*Prompt*. Transcribe the data that follows precisely, omitting nothing.

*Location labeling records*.
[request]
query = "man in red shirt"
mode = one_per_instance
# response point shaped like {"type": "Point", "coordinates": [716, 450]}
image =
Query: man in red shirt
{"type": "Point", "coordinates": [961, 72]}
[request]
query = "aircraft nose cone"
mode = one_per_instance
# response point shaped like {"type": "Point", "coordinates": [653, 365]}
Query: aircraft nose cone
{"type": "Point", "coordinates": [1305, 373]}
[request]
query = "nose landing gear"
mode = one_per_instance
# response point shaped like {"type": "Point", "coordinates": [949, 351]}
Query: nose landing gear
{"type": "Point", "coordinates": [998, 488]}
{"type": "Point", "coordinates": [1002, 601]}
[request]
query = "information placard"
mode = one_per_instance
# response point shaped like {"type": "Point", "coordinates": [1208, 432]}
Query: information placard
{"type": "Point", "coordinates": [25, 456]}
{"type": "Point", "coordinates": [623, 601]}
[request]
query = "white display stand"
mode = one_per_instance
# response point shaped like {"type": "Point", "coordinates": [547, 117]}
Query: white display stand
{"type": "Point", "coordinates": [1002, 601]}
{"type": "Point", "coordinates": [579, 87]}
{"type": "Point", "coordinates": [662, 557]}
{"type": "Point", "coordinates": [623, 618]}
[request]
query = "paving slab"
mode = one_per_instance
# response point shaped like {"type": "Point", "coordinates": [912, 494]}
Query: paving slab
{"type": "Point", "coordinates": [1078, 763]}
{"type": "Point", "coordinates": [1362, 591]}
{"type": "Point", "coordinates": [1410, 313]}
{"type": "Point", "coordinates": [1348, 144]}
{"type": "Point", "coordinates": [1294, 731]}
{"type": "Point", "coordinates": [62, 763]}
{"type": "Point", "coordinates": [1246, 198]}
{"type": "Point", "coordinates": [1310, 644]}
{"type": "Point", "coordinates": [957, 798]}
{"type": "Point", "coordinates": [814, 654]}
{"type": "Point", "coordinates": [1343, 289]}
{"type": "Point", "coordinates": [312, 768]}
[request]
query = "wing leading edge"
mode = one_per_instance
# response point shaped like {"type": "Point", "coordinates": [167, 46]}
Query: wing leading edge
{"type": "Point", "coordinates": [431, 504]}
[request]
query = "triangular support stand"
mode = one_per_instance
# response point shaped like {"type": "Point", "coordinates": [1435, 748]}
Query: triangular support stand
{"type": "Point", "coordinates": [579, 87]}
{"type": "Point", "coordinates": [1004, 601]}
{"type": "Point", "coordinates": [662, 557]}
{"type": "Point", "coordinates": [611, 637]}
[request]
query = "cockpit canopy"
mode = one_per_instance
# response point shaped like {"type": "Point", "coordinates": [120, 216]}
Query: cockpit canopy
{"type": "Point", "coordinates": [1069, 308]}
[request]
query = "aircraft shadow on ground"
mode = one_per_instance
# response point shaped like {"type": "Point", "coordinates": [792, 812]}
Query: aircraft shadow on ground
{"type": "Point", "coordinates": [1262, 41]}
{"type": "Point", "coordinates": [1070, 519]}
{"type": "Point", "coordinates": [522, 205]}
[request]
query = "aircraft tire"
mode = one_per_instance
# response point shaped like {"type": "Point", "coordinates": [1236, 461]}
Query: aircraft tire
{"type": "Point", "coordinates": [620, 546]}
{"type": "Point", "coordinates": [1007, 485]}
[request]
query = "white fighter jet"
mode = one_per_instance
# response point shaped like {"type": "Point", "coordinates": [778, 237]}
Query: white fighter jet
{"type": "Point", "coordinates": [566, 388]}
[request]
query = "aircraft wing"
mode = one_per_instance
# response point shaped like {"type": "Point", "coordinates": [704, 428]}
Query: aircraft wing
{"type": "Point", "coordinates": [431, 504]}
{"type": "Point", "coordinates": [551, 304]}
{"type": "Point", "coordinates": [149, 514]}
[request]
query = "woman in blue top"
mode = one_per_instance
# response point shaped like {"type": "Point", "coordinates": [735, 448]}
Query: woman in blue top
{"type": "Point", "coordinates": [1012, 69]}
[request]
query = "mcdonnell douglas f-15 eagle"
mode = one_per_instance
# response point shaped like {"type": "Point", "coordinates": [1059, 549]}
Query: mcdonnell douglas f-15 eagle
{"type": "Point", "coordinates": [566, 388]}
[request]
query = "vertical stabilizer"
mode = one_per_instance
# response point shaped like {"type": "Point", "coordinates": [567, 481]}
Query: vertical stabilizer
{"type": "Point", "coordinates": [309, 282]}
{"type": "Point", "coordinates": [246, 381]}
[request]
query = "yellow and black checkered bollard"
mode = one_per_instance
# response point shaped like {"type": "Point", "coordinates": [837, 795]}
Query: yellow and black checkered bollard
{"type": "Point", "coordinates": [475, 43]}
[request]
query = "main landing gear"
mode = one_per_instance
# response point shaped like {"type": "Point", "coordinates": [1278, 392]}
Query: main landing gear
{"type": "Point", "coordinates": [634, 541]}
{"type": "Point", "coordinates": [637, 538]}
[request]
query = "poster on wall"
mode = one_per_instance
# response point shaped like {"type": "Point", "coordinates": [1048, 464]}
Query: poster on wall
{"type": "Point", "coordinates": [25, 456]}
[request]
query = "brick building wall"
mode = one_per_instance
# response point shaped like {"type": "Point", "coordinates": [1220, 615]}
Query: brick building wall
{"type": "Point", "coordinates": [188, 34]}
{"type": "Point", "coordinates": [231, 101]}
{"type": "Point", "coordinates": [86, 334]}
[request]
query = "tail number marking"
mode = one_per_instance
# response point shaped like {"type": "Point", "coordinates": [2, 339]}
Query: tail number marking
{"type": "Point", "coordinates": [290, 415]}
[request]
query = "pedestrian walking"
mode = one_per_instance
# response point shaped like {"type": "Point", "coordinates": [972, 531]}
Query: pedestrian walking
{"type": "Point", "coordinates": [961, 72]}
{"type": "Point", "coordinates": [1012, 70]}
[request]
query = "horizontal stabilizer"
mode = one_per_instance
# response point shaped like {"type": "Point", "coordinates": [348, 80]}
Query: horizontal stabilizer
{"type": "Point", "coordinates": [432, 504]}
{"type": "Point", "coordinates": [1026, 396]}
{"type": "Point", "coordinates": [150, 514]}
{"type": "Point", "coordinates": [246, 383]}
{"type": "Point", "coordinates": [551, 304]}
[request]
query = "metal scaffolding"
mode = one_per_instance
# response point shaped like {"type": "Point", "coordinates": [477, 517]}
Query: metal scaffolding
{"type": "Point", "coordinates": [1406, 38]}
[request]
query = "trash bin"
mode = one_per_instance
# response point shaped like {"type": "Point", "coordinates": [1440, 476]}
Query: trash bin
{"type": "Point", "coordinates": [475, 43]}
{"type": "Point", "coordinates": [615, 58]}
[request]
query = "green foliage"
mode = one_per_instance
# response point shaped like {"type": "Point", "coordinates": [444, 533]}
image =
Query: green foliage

*Response to the task*.
[request]
query = "man in red shirt"
mode = one_per_instance
# response point shaped like {"type": "Point", "coordinates": [716, 450]}
image =
Query: man in red shirt
{"type": "Point", "coordinates": [961, 72]}
[request]
query = "aircraft nose cone"
mode = one_per_instance
# response point shaped like {"type": "Point", "coordinates": [653, 365]}
Query: aircraft nose cone
{"type": "Point", "coordinates": [1305, 373]}
[request]
query = "nose landing gear"
mode = one_per_instance
# response point shaped like {"type": "Point", "coordinates": [949, 351]}
Query: nose landing gear
{"type": "Point", "coordinates": [998, 488]}
{"type": "Point", "coordinates": [1002, 601]}
[request]
query = "information placard"
mode = one_per_instance
# response point shaped like {"type": "Point", "coordinates": [1208, 432]}
Query: information placard
{"type": "Point", "coordinates": [25, 456]}
{"type": "Point", "coordinates": [623, 601]}
[request]
query = "white display stand"
mode = one_per_instance
# response point shaped like {"type": "Point", "coordinates": [547, 117]}
Query: white display stand
{"type": "Point", "coordinates": [1002, 601]}
{"type": "Point", "coordinates": [579, 87]}
{"type": "Point", "coordinates": [662, 557]}
{"type": "Point", "coordinates": [623, 618]}
[request]
query = "paving slab"
mode = one_per_instance
# response point shaped like {"type": "Point", "coordinates": [912, 494]}
Query: paving slab
{"type": "Point", "coordinates": [1078, 763]}
{"type": "Point", "coordinates": [1362, 591]}
{"type": "Point", "coordinates": [1410, 313]}
{"type": "Point", "coordinates": [1348, 144]}
{"type": "Point", "coordinates": [1294, 731]}
{"type": "Point", "coordinates": [62, 763]}
{"type": "Point", "coordinates": [1246, 198]}
{"type": "Point", "coordinates": [1310, 644]}
{"type": "Point", "coordinates": [957, 798]}
{"type": "Point", "coordinates": [814, 654]}
{"type": "Point", "coordinates": [1343, 289]}
{"type": "Point", "coordinates": [312, 768]}
[request]
query = "wing leading edge"
mode = one_per_instance
# response point shaped like {"type": "Point", "coordinates": [167, 46]}
Query: wing leading edge
{"type": "Point", "coordinates": [431, 504]}
[request]
query = "triangular support stand"
mode = one_per_instance
# response point shaped like {"type": "Point", "coordinates": [1435, 748]}
Query: triangular support stand
{"type": "Point", "coordinates": [579, 87]}
{"type": "Point", "coordinates": [1004, 601]}
{"type": "Point", "coordinates": [662, 557]}
{"type": "Point", "coordinates": [611, 637]}
[request]
query = "cockpit canopy"
mode = one_per_instance
# response point shaped like {"type": "Point", "coordinates": [120, 216]}
Query: cockpit canopy
{"type": "Point", "coordinates": [1069, 308]}
[request]
query = "aircraft shadow on ground"
mode = one_per_instance
# response point shaped like {"type": "Point", "coordinates": [792, 812]}
Query: aircraft shadow on ground
{"type": "Point", "coordinates": [1262, 41]}
{"type": "Point", "coordinates": [1070, 519]}
{"type": "Point", "coordinates": [522, 205]}
[request]
query = "aircraft tire"
mode = one_per_instance
# response point shaped like {"type": "Point", "coordinates": [1236, 461]}
Query: aircraft tire
{"type": "Point", "coordinates": [620, 546]}
{"type": "Point", "coordinates": [1007, 485]}
[request]
query = "white fighter jet"
mode = one_per_instance
# response point shaped like {"type": "Point", "coordinates": [778, 237]}
Query: white fighter jet
{"type": "Point", "coordinates": [566, 388]}
[request]
query = "aircraft wing"
mode = one_per_instance
# response point shaped like {"type": "Point", "coordinates": [704, 428]}
Query: aircraft wing
{"type": "Point", "coordinates": [431, 504]}
{"type": "Point", "coordinates": [551, 304]}
{"type": "Point", "coordinates": [149, 514]}
[request]
query = "woman in blue top"
mode = one_per_instance
# response point shaped like {"type": "Point", "coordinates": [735, 448]}
Query: woman in blue top
{"type": "Point", "coordinates": [1012, 69]}
[request]
query = "mcdonnell douglas f-15 eagle"
mode = one_per_instance
# response point shaped like {"type": "Point", "coordinates": [1059, 549]}
Query: mcdonnell douglas f-15 eagle
{"type": "Point", "coordinates": [566, 388]}
[request]
query = "vertical stabilizer"
mode = one_per_instance
# response point shaped like {"type": "Point", "coordinates": [567, 481]}
Query: vertical stabilizer
{"type": "Point", "coordinates": [309, 282]}
{"type": "Point", "coordinates": [246, 381]}
[request]
query = "yellow and black checkered bollard"
mode = one_per_instance
# response point shaped like {"type": "Point", "coordinates": [837, 795]}
Query: yellow and black checkered bollard
{"type": "Point", "coordinates": [475, 43]}
[request]
query = "main landing gear"
mode = one_per_instance
# response point shaped like {"type": "Point", "coordinates": [1278, 392]}
Query: main landing gear
{"type": "Point", "coordinates": [634, 541]}
{"type": "Point", "coordinates": [637, 538]}
[request]
query = "poster on wall"
mode = one_per_instance
# response point shaped like {"type": "Point", "coordinates": [1048, 464]}
Query: poster on wall
{"type": "Point", "coordinates": [25, 456]}
[request]
query = "brick building wall"
mode = one_per_instance
# response point shaped like {"type": "Point", "coordinates": [1220, 615]}
Query: brick building wall
{"type": "Point", "coordinates": [188, 34]}
{"type": "Point", "coordinates": [231, 101]}
{"type": "Point", "coordinates": [86, 334]}
[request]
query = "tail number marking"
mode = one_per_instance
# response point shaped like {"type": "Point", "coordinates": [2, 339]}
Query: tail number marking
{"type": "Point", "coordinates": [290, 415]}
[request]
query = "pedestrian walking"
mode = one_per_instance
# response point shaped like {"type": "Point", "coordinates": [972, 531]}
Query: pedestrian walking
{"type": "Point", "coordinates": [961, 72]}
{"type": "Point", "coordinates": [1012, 70]}
[request]
query = "horizontal stabilizer"
mode = one_per_instance
# response point shaped like {"type": "Point", "coordinates": [348, 80]}
Query: horizontal stabilizer
{"type": "Point", "coordinates": [432, 504]}
{"type": "Point", "coordinates": [1026, 396]}
{"type": "Point", "coordinates": [150, 514]}
{"type": "Point", "coordinates": [246, 383]}
{"type": "Point", "coordinates": [551, 304]}
[request]
query = "metal scaffolding"
mode = one_per_instance
# response point shaped like {"type": "Point", "coordinates": [477, 517]}
Query: metal scaffolding
{"type": "Point", "coordinates": [1406, 38]}
[request]
query = "trash bin"
mode = one_per_instance
# response point shaped like {"type": "Point", "coordinates": [1440, 476]}
Query: trash bin
{"type": "Point", "coordinates": [475, 43]}
{"type": "Point", "coordinates": [615, 58]}
[request]
query = "green foliage"
mode = one_per_instance
# response point shaped like {"type": "Point", "coordinates": [444, 533]}
image =
Query: green foliage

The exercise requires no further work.